▶ [Document]:
The Fallen Divine (WIP-Chapter 3 Update and Tumblr)

high-fantasy
gender-choice

#344

Ah, I see. I told her that losing isn’t an option. Wrong words were used, I’m sorry miss golem mage. Lol


#345

whoops i meant the convo the two champions have before the match


#346

Oh, okay. I didn’t actually think that would matter hahaha (I suck as a leader)


#347

Your choice during the fight is also affect the outcome (if u dont know).


#348

Always play to the champion and mage’s strength. Sure I take the easy mode by giving them 50% on both of their stats, but if you do play to their strength then you can win.


#351

Continuing the discussion from The Fallen Divine (WIP-Chapter 3 Update and Tumblr):

This game is great


#352

Please do not ask for updates regarding this story.


#353

Really nice story line and a great read can’t wait for other chapters


#354

@DzHonest

Hey, yo, played this game a while ago, played it around 4+ after the first.

Keep up the good work chief!

Got some good shit going on here.


#355

I quite enjoyed the game. Trying to build an army as the powerful offspring of an angel and a demon is badass. I like how I can choose whether to tear or talk my way through certain situations. I think my favorite choice was to playfully scare that one guard, it was a very ‘I have power and you can’t do shit about it, bitch’ kind of moment lol, and I wish there were more moments where I could ‘play’ like that with humans and casually show off my power over them.

About the arena match. Some of the choices to my people losing led me to believe that I would be able to punish the idiots for the embarrassment that they caused me…? But by the end of the demo, it seemed like the arena loss was like it never happened. As an example, when Riva told me that she would lead my army in chapter 3, I really really REALLY wanted to have the option to tell her to fuck off or at least, “You already disappointed me in the arena match, tell me why should I entrust you with a whole army?” I REALLY didn’t want her to be leading any army.

On the topic of followers, I think it would be nice if we could hang out with them or have a talk. To get to know them better and maybe even bond. As it is now, we don’t really do much with them apart from the original meeting.

I also want to touch the POV changes in the game. While I think you really nailed some parts of it, I do have issues.
Seeing others react to my character is really fun. How they get scared, how they lose their breath, how they get intimidated. I play a chaotic neutral character, and seeing others react like that to my character is amazing and satisfying af xD. It’s also like a nice mini-break for the player to just sit back and read.

▶ [What the exercise asks]:
Transcribe the forum thread on The Fallen Divine, everything from "Oh, okay. I" down to "you can win.". The material below is separate from the forum thread on The Fallen Divine.

▶ [Data shown]:

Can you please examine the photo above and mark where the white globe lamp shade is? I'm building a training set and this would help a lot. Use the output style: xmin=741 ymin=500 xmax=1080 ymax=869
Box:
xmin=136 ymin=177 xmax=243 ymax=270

▶ [Completed exercise]:
Oh, okay. I didn’t actually think that would matter hahaha (I suck as a leader)


#347

Your choice during the fight is also affect the outcome (if u dont know).


#348

Always play to the champion and mage’s strength. Sure I take the easy mode by giving them 50% on both of their stats, but if you do play to their strength then you can win.